**What is being asked**
When you reach the records below, repeat each one exactly as written.

**Exercise data**
--- START ---

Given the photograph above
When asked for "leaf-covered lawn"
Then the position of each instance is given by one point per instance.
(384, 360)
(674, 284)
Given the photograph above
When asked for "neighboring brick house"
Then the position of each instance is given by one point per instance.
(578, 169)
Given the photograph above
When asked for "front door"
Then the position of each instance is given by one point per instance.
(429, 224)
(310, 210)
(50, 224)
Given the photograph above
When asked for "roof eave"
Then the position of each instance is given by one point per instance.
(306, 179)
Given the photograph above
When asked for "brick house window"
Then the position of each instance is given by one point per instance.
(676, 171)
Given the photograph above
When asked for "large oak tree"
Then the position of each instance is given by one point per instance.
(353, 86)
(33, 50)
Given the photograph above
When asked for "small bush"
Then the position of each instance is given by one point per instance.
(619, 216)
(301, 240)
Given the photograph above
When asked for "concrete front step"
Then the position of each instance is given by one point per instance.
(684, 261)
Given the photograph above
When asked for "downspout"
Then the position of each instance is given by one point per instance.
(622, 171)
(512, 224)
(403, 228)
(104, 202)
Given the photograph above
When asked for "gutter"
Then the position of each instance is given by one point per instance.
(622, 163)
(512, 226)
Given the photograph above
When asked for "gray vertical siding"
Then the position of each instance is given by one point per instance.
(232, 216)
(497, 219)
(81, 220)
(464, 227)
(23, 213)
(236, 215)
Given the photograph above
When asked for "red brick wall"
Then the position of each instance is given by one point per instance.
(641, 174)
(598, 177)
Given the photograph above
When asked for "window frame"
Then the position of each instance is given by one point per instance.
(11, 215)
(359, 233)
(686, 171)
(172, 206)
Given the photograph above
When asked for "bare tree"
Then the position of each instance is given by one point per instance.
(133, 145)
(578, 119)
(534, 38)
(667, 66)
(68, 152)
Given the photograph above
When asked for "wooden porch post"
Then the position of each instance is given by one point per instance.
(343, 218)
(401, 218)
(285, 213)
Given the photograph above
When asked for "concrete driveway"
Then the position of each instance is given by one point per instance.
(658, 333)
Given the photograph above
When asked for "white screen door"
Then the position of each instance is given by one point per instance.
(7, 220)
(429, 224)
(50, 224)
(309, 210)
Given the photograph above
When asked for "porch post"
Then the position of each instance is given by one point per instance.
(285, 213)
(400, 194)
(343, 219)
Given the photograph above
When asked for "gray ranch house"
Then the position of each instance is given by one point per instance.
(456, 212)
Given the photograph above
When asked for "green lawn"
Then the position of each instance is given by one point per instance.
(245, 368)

--- END ---

**Written reply**
Given the photograph above
When asked for "leaf-covered lawn"
Then the position of each instance is given by one point per instance.
(384, 360)
(674, 284)
Given the photograph above
When asked for "neighboring brick house"
Then the position of each instance is given by one point per instance.
(578, 169)
Given the photograph above
When asked for "front door"
Then the position of each instance is given by one point per instance.
(429, 224)
(310, 210)
(50, 224)
Given the photograph above
When asked for "roof eave"
Then the position of each instance is given by one point per instance.
(306, 179)
Given the photograph above
When asked for "brick house window"
Then the position of each instance is given by one point per instance.
(676, 171)
Given the photograph above
When asked for "large oak tree"
Then the position of each instance is given by one point per instance.
(353, 86)
(33, 50)
Given the photograph above
When asked for "small bush"
Then the position of each instance is given by one point per instance.
(619, 216)
(301, 240)
Given the photograph above
When asked for "concrete front step"
Then the position of each instance is given by one point per instance.
(684, 261)
Given the photograph above
When asked for "downspout"
Then the position of each instance is given by one point per instance.
(622, 171)
(512, 224)
(403, 228)
(104, 202)
Given the photograph above
When asked for "gutter"
Then the position of each instance is given by one point per instance.
(622, 163)
(512, 226)
Given the photograph above
When asked for "gray vertical siding"
Then the position of each instance is given by one point per instance.
(232, 216)
(497, 219)
(81, 220)
(464, 227)
(23, 213)
(236, 215)
Given the photograph above
When asked for "red brick wall"
Then the position of each instance is given by one point per instance.
(641, 174)
(598, 177)
Given the photograph above
When asked for "window frame"
Then the position of each instance is given by one point per instance.
(11, 215)
(359, 233)
(686, 171)
(172, 206)
Given the photograph above
When asked for "bare tree"
Then the position of each instance is given by one point per instance.
(133, 145)
(578, 119)
(534, 38)
(667, 66)
(68, 152)
Given the photograph above
When asked for "wooden porch post"
Then the position of each instance is given by one point per instance.
(343, 218)
(401, 218)
(285, 213)
Given the photograph above
When asked for "concrete driveway"
Then the position of each instance is given by one point per instance.
(658, 333)
Given the photograph above
When asked for "white screen door"
Then the position of each instance is given by one point per instance.
(7, 220)
(429, 224)
(50, 224)
(309, 210)
Given the photograph above
When asked for "porch post"
Then the position of each instance is given by one point per instance.
(285, 213)
(400, 194)
(343, 219)
Given the photograph above
When asked for "gray ranch house"
Then the position of each instance is given by one point per instance.
(456, 212)
Given the photograph above
When asked for "green lawn"
Then the position of each instance is given by one point per instance.
(245, 368)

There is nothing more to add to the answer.